** What you will do **
Give only the lines from the one containing "Where can the shrub" through the end of the material below, exactly as written.

** Dataset records **
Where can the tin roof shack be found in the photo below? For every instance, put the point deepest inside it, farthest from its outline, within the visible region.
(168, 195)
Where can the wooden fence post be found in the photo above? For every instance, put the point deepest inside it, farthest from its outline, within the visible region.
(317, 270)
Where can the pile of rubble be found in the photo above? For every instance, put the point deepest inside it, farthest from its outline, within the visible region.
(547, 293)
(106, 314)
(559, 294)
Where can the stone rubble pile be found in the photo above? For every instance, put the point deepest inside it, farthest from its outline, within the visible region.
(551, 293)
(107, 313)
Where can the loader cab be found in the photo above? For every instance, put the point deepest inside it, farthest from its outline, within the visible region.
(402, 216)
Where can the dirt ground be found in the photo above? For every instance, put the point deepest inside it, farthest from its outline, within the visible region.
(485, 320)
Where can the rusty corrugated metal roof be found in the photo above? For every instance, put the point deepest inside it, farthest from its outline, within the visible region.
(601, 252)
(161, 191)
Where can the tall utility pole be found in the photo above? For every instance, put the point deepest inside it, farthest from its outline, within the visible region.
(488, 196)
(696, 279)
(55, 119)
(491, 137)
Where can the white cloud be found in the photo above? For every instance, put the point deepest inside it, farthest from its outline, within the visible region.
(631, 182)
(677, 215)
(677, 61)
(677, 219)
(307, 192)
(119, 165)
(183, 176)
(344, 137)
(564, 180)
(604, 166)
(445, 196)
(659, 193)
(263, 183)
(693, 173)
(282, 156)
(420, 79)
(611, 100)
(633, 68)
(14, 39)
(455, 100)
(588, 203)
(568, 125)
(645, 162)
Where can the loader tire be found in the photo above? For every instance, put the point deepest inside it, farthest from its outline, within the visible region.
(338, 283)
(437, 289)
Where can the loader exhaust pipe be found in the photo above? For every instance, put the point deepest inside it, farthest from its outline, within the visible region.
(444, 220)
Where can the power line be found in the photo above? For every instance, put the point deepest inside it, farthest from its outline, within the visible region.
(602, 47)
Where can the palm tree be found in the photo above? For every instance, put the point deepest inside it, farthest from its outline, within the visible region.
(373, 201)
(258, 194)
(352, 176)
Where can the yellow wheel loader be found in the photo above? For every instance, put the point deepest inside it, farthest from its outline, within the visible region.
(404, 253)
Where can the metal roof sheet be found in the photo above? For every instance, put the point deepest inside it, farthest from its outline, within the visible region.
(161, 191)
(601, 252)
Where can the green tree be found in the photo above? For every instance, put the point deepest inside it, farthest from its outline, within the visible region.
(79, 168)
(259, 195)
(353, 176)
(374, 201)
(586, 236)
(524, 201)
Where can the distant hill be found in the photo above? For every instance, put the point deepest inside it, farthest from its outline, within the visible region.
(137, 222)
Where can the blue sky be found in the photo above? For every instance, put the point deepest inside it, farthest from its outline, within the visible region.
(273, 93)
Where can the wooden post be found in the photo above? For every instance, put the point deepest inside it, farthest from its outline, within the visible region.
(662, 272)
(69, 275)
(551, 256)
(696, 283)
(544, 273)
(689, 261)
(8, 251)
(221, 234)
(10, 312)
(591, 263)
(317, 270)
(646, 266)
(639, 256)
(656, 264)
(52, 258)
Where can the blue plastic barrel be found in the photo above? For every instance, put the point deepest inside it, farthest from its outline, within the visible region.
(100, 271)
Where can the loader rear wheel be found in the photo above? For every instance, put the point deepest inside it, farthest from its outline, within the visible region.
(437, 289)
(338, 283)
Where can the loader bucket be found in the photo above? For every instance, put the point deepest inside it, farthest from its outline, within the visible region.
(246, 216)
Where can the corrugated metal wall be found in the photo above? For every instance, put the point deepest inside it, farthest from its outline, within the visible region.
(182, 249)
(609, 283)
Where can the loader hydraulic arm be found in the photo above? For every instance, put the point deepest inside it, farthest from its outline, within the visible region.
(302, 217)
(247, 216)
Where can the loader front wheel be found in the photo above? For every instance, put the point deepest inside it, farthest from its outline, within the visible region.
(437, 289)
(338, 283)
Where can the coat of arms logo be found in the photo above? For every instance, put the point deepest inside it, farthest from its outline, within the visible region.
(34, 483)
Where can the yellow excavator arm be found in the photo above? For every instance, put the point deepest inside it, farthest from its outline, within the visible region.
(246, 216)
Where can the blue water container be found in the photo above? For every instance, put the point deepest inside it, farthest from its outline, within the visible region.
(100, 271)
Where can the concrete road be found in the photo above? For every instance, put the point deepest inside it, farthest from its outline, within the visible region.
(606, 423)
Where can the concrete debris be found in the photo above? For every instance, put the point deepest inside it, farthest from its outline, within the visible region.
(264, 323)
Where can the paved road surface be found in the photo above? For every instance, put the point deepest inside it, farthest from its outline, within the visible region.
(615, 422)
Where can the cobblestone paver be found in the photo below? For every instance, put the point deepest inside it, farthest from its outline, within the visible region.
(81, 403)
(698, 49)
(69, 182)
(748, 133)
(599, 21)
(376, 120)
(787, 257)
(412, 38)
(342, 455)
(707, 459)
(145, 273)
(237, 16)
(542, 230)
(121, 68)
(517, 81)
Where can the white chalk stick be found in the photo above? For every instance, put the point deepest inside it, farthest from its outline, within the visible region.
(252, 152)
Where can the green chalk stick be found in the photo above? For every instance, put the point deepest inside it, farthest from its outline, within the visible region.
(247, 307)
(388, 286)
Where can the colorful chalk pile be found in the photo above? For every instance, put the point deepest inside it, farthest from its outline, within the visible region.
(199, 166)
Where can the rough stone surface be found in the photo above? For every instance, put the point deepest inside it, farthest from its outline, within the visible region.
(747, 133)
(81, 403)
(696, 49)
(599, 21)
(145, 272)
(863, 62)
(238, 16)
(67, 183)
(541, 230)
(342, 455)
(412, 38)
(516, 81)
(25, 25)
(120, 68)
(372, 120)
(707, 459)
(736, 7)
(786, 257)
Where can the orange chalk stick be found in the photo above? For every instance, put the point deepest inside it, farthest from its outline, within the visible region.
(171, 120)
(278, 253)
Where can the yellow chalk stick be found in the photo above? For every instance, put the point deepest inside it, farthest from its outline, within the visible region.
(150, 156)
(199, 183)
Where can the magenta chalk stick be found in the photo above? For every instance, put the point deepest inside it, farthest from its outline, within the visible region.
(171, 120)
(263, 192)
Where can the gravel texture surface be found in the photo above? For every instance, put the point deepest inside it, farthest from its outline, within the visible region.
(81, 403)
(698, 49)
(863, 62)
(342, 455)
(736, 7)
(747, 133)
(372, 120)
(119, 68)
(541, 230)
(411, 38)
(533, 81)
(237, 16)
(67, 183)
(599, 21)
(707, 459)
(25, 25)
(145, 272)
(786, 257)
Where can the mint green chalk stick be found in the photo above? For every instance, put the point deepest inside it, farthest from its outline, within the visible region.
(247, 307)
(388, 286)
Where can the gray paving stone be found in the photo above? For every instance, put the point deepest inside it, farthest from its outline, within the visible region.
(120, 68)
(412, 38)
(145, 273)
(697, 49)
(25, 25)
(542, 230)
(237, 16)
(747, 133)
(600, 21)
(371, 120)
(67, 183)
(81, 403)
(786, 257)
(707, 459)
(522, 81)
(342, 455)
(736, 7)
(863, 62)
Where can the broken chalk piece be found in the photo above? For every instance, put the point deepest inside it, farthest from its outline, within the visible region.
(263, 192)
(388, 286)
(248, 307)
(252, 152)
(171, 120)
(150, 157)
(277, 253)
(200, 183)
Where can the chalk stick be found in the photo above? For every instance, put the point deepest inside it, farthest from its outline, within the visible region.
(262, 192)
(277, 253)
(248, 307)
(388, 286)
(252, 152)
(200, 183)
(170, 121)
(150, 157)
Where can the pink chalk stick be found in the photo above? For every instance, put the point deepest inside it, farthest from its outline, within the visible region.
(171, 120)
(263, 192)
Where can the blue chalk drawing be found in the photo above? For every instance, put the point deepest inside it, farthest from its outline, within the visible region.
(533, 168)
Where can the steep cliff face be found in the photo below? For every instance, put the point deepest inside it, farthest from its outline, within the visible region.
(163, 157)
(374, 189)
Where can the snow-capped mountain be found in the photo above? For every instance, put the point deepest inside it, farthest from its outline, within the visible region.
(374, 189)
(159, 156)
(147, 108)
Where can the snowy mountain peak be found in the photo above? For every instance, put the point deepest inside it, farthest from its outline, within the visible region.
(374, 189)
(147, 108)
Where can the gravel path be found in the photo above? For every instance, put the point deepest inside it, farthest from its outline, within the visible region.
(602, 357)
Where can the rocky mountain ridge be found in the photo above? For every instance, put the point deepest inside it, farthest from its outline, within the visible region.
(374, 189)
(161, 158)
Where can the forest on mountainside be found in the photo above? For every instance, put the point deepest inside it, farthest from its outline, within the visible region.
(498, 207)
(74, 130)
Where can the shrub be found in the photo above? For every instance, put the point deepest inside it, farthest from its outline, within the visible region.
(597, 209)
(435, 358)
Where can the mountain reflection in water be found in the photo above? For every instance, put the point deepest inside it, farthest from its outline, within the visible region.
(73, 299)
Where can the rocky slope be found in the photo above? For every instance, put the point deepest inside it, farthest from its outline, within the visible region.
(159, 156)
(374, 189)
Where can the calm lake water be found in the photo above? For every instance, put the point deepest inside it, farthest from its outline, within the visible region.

** Right answer **
Where can the shrub be found in the photo above? For every instance, put the point deepest inside it, farthest from its outline, within the visible region.
(597, 209)
(435, 358)
Where can the mountain reflection in water be found in the photo above? For every instance, put the point deepest inside it, farthest from its outline, within the visible region.
(73, 299)
Where can the rocky slope be found in the photo above? For every instance, put the point deepest inside it, farthest from its outline, within the visible region.
(159, 156)
(374, 189)
Where can the calm lake water be found in the photo above? For every instance, put the point deepest inside it, farthest from its outline, within the visible region.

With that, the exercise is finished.